* **Фрагмент текста**:
* * * *
Справедливости ради надо подчеркнуть, что, изменяя Литве, они действовали скорее не корысти ради, а защищая право исповедовать свою православную веру. Ведь в Великом княжестве Литовском к концу XV в. все заметнее было стремление к тому, чтобы единой государственной религией стало католичество. Это отсутствие «федерализма» в вероисповедании и привело к тому, что Литва сама лишила себя многих земель, отпавших от нее, чтобы соединиться с Москвой. Так возвышение Московского государства было предопределено политикой новых литовских правителей, которые начали вдруг делить своих подданных на людей первого сорта (живших на западе страны католиков) и второго сорта (русских жителей Восточной Литвы). Так вся Русская земля постепенно становилась отчиной Ивана III.

В. О. Ключевский подвел итоги правления московского государя с бухгалтерской точностью: «При восшествии Ивана III на великокняжеский стол московская территория едва ли заключала в себе более 15 тысяч квадратных миль. Приобретения Ивана III и его сына увеличили эту территорию по меньшей мере тысяч на 40 квадратных миль».
* * * *
* **Задания**:
1. Кратко перескажите абзац фрагмента, начинающийся словами «Справедливости ради», сохранив его основные факты.
2. Перепишите из фрагмента дословно часть, начиная со слов «Справедливости ради надо» и заканчивая словами «становилась отчиной Ивана III.».
Строки ниже взяты из другого источника.
* * * *
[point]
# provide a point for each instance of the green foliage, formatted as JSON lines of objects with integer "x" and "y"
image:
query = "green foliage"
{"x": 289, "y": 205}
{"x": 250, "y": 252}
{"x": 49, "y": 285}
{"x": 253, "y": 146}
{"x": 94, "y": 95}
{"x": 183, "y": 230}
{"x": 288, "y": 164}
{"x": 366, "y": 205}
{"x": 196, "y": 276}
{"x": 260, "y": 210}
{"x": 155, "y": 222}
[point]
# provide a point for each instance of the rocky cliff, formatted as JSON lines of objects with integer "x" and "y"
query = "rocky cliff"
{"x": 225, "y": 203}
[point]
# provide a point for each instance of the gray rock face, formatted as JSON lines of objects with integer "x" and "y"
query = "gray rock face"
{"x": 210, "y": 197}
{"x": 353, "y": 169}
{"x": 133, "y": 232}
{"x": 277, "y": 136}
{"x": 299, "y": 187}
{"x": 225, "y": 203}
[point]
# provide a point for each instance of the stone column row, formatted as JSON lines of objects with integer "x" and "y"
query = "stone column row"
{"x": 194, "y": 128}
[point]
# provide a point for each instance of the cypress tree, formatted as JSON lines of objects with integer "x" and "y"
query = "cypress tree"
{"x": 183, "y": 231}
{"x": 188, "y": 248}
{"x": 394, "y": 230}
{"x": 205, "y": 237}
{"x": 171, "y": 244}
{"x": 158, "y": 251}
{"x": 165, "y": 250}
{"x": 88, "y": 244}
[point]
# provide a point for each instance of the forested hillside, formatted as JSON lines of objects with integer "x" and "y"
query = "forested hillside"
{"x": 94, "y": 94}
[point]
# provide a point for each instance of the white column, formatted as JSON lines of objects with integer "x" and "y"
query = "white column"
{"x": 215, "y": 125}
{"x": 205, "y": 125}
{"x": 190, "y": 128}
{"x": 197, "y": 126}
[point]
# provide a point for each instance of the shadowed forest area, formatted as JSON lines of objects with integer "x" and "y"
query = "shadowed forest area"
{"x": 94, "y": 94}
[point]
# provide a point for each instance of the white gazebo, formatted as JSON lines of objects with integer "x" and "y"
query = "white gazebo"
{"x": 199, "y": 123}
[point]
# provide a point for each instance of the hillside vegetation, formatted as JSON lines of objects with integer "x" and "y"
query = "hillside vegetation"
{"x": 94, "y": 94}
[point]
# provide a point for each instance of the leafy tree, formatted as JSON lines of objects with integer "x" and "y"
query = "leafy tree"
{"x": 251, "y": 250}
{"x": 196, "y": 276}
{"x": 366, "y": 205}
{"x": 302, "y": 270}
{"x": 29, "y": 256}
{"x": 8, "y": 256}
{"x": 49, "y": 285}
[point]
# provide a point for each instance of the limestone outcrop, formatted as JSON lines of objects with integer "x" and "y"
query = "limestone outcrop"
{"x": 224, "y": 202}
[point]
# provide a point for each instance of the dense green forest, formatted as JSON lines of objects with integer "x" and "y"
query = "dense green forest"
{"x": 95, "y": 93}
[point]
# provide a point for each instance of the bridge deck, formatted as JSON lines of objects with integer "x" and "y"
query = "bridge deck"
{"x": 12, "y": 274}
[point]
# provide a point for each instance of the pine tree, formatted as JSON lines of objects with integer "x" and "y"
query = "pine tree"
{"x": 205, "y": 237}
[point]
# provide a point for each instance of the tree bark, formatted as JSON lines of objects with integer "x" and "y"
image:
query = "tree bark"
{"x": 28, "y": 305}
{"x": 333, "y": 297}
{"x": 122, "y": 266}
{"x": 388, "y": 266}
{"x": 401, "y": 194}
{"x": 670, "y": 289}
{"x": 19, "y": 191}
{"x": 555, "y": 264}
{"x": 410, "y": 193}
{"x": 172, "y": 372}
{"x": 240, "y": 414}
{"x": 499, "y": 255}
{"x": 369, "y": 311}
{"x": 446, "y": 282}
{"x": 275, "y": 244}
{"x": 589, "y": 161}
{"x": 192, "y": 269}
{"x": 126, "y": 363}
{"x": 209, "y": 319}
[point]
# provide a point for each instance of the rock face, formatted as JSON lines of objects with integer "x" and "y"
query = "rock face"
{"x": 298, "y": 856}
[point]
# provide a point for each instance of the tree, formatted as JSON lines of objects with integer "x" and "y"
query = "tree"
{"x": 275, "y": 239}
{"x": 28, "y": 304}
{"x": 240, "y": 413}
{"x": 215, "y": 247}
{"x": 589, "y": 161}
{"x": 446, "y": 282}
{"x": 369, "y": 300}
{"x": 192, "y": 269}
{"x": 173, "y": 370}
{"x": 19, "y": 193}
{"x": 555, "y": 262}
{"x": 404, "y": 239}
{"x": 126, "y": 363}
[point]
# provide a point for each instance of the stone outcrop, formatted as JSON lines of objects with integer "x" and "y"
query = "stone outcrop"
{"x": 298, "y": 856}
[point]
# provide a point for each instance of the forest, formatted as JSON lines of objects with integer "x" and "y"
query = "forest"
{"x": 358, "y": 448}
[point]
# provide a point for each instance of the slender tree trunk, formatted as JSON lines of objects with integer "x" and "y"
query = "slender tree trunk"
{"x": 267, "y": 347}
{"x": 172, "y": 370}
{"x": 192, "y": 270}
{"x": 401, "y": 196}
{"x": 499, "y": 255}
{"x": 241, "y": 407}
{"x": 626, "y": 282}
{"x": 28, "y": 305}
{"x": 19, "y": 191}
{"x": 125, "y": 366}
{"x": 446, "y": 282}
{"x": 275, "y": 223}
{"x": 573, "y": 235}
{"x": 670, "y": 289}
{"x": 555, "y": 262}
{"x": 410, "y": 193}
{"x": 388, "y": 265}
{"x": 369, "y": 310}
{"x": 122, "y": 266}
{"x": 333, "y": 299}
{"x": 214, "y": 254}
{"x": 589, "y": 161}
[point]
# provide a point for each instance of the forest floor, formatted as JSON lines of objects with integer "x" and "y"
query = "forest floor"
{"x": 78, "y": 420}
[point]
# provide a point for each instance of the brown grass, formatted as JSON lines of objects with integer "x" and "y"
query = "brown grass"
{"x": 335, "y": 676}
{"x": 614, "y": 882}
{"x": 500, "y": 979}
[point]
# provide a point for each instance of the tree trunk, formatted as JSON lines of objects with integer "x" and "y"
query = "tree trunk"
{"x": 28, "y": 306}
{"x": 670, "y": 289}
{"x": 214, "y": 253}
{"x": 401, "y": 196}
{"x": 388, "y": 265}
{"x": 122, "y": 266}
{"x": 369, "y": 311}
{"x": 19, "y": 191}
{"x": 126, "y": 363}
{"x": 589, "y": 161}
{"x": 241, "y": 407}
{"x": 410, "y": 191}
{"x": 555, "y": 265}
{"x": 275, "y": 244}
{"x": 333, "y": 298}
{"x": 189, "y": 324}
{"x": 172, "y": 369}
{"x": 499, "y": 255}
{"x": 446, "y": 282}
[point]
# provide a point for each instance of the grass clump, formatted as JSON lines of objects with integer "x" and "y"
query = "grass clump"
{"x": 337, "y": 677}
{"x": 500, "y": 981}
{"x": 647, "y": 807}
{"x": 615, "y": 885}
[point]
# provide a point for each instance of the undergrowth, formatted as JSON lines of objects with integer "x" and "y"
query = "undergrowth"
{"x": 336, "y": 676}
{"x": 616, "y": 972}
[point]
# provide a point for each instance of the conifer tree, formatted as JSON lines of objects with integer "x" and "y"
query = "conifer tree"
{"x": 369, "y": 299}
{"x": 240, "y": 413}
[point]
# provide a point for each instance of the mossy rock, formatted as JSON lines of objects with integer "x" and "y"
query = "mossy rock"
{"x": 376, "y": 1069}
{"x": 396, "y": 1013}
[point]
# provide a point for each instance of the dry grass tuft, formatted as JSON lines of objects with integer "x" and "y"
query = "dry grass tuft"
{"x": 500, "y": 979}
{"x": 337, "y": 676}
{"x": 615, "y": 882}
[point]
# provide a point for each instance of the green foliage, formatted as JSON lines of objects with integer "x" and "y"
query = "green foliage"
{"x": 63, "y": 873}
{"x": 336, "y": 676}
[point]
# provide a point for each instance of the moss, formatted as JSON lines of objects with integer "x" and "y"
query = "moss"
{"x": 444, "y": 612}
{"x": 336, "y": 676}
* * * *
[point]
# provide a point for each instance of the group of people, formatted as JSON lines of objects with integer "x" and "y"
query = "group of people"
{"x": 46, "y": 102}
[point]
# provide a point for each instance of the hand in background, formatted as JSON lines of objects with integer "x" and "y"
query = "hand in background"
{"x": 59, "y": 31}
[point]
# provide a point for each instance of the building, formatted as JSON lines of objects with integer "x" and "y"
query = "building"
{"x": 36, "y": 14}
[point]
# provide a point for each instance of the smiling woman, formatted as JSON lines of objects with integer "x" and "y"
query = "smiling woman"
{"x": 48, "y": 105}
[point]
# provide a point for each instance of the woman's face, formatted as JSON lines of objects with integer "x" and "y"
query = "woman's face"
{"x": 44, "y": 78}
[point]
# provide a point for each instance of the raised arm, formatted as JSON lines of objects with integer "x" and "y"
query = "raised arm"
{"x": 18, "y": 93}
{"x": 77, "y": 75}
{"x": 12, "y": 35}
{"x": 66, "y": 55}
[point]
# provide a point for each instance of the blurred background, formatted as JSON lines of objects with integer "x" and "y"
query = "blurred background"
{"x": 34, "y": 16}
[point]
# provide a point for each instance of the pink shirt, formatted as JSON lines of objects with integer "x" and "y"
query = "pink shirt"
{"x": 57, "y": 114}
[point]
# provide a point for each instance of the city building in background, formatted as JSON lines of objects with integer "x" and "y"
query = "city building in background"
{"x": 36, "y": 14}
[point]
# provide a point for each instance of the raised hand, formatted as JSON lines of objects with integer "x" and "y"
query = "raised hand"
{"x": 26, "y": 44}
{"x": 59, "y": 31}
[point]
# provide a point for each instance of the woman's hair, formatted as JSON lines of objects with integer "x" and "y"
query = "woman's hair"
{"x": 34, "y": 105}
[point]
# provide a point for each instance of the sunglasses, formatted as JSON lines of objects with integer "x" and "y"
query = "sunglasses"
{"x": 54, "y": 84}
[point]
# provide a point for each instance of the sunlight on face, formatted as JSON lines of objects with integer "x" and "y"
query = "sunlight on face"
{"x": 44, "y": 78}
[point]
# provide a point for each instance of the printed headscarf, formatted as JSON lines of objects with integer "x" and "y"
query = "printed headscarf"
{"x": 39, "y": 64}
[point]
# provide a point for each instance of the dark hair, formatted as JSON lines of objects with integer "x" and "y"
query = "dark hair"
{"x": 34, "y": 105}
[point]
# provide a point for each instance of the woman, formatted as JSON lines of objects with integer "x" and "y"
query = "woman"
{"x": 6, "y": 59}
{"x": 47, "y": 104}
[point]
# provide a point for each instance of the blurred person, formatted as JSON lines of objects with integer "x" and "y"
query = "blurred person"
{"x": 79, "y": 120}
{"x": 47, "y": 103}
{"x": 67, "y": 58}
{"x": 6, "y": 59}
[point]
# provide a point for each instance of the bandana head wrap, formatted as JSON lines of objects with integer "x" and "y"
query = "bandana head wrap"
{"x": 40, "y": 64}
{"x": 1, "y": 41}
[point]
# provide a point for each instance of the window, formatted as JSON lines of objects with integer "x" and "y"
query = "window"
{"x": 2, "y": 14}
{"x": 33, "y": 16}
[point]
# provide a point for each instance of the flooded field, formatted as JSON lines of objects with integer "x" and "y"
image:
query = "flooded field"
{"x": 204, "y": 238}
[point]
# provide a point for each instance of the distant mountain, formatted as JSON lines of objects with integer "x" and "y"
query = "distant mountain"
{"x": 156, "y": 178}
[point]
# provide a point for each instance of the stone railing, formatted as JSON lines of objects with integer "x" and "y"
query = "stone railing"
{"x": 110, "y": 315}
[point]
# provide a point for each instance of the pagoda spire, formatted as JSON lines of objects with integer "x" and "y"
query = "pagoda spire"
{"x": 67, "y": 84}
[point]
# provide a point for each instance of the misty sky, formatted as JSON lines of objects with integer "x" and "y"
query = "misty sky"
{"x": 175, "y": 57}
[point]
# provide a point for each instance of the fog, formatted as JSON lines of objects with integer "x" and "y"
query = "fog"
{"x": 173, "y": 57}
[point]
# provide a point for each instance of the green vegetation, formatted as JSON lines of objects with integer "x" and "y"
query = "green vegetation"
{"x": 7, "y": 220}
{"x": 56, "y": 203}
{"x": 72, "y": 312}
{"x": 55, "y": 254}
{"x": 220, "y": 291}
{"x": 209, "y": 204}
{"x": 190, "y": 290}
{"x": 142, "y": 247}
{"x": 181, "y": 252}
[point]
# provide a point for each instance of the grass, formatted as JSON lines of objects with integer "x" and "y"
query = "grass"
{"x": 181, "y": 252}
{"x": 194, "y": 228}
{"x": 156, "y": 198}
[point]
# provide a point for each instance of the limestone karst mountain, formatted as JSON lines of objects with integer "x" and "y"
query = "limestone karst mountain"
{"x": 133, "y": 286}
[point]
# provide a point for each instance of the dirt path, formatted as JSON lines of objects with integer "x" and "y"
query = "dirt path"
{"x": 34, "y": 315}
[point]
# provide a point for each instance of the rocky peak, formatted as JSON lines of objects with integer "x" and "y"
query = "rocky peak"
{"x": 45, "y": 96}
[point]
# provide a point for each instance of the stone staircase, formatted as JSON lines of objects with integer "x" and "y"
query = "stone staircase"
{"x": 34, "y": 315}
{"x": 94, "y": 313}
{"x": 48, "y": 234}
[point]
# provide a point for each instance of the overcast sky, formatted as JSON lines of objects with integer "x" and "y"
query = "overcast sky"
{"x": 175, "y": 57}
* * * *
* **Ответы по заданиям**:
1. Изменяя Литве, они действовали не из корысти, а защищая право исповедовать православную веру. К концу XV в. в Великом княжестве Литовском усиливалось стремление сделать католичество единой государственной религией. Из-за этого Литва сама лишилась многих земель, отпавших к Москве. Новые литовские правители делили подданных на людей первого сорта (католиков запада страны) и второго сорта (русских жителей Восточной Литвы). Этим они предопределили возвышение Московского государства, и вся Русская земля постепенно становилась отчиной Ивана III.

2.
Справедливости ради надо подчеркнуть, что, изменяя Литве, они действовали скорее не корысти ради, а защищая право исповедовать свою православную веру. Ведь в Великом княжестве Литовском к концу XV в. все заметнее было стремление к тому, чтобы единой государственной религией стало католичество. Это отсутствие «федерализма» в вероисповедании и привело к тому, что Литва сама лишила себя многих земель, отпавших от нее, чтобы соединиться с Москвой. Так возвышение Московского государства было предопределено политикой новых литовских правителей, которые начали вдруг делить своих подданных на людей первого сорта (живших на западе страны католиков) и второго сорта (русских жителей Восточной Литвы). Так вся Русская земля постепенно становилась отчиной Ивана III.